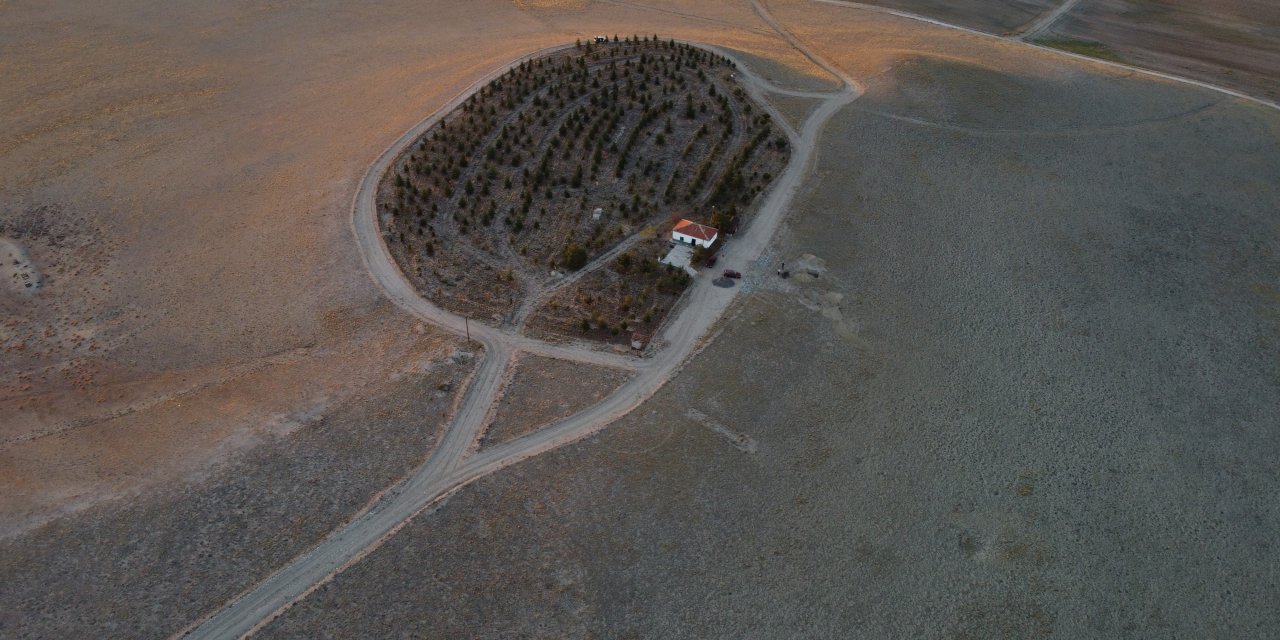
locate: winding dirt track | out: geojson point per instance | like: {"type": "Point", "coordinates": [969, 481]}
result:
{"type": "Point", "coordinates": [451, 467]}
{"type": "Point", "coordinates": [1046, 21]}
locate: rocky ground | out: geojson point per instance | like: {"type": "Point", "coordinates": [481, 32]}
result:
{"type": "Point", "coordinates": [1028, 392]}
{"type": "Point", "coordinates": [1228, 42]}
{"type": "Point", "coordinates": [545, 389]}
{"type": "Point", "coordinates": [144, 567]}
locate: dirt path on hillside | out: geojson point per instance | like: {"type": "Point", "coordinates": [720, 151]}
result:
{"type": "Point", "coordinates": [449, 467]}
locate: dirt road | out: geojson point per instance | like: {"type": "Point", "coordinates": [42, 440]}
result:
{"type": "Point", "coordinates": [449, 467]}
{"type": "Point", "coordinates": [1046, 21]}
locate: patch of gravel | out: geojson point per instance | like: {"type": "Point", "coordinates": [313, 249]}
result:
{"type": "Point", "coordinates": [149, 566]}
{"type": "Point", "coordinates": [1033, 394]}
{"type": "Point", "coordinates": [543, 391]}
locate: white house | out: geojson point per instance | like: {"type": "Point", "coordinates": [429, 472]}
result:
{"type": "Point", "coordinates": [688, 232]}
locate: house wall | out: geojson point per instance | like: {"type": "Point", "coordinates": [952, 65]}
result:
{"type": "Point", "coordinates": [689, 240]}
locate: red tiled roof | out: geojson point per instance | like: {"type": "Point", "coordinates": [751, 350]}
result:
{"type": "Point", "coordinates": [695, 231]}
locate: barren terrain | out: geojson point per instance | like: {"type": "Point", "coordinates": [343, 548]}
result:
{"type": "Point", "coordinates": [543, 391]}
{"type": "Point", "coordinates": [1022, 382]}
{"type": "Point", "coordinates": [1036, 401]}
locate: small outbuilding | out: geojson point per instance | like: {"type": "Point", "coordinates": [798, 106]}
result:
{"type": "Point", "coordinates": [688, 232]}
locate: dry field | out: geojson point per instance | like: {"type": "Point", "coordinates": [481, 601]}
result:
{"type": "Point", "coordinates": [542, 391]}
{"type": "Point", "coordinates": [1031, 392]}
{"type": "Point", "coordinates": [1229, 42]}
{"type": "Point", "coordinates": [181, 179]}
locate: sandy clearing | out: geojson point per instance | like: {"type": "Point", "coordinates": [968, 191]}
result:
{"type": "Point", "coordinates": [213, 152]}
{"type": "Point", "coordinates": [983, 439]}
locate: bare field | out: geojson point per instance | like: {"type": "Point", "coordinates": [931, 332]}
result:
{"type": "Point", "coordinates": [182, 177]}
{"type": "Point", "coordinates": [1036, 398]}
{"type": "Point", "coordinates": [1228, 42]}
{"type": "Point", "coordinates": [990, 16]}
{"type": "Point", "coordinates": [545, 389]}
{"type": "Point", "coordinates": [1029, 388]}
------------------------------------------------
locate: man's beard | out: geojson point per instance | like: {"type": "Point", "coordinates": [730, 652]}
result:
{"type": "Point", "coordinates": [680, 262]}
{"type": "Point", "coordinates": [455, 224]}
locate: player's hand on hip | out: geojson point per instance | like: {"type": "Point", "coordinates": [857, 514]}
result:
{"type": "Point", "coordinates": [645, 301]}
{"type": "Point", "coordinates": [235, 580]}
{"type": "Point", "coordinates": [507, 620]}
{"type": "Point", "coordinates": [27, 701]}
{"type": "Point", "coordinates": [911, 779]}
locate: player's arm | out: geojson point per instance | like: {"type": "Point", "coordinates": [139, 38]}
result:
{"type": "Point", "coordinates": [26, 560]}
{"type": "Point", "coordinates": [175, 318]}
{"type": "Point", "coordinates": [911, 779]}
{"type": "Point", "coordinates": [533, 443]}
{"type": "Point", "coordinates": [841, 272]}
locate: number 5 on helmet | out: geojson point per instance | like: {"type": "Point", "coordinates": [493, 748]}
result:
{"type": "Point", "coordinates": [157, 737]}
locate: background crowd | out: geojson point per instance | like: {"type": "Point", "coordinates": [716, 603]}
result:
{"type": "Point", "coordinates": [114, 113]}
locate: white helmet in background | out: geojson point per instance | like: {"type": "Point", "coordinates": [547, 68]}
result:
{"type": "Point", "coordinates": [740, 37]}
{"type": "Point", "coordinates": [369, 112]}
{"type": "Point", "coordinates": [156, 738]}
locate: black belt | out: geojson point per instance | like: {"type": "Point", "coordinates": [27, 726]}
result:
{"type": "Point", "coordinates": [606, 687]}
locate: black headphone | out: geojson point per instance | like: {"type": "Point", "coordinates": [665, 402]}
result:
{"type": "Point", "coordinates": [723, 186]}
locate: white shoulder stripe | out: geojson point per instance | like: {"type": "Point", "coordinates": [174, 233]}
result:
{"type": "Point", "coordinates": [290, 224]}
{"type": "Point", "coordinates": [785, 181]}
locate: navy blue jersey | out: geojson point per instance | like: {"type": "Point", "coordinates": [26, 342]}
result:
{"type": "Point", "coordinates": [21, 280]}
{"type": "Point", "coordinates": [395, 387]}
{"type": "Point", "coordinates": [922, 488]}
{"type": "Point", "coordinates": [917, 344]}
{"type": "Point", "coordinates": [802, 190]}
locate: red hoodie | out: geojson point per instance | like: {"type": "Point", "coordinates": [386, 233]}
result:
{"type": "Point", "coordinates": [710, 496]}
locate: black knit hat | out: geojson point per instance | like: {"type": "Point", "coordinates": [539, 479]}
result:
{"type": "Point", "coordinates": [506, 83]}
------------------------------------------------
Where does the string "background" occur in the listing above? Return every line that contains it.

◆ **Response to the task**
locate: background crowd | out: geojson point per instance | like: {"type": "Point", "coordinates": [716, 603]}
locate: white helmet in background | out: geojson point per instance | like: {"type": "Point", "coordinates": [547, 68]}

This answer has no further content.